== Recorded data ==
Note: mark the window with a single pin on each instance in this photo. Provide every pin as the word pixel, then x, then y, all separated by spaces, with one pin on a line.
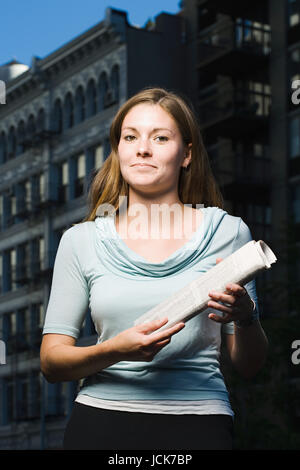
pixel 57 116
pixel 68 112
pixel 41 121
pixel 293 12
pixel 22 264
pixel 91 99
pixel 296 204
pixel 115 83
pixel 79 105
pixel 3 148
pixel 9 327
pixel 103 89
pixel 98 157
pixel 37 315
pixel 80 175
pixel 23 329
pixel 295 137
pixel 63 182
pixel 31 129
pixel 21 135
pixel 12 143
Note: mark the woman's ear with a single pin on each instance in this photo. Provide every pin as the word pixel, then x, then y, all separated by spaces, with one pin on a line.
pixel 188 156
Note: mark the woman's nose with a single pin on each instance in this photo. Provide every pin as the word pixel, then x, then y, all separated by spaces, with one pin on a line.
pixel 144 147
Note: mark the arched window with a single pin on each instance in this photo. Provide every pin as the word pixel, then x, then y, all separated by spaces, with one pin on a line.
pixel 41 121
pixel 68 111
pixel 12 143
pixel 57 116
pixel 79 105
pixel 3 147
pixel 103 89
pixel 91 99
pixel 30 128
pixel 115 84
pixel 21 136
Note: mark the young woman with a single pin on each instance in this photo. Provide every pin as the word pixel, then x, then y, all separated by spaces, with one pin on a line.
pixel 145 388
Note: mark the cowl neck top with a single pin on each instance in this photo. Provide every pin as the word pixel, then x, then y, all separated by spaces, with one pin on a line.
===
== Recorded data ==
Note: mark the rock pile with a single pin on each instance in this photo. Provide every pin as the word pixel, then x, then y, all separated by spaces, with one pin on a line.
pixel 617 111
===
Task instructions: Can you print the records word for word, from the line with "Note: mark the window" up to and including the line with "pixel 188 156", leaving the pictures out?

Answer to the problem:
Note: mark the window with a single pin on each instance in this photo. Provide every pin as the word pixel, then x, then y, all separated by spaces, with one pin on a line.
pixel 57 116
pixel 68 112
pixel 41 121
pixel 293 12
pixel 22 264
pixel 91 99
pixel 296 204
pixel 115 83
pixel 79 105
pixel 3 148
pixel 9 327
pixel 103 89
pixel 98 157
pixel 37 315
pixel 80 175
pixel 23 329
pixel 295 137
pixel 63 182
pixel 31 129
pixel 21 135
pixel 12 143
Note: mark the woman's ear with a single pin on each instance in this photo. Provide every pin as the word pixel, then x, then y, all separated by spaces, with one pin on a line.
pixel 188 156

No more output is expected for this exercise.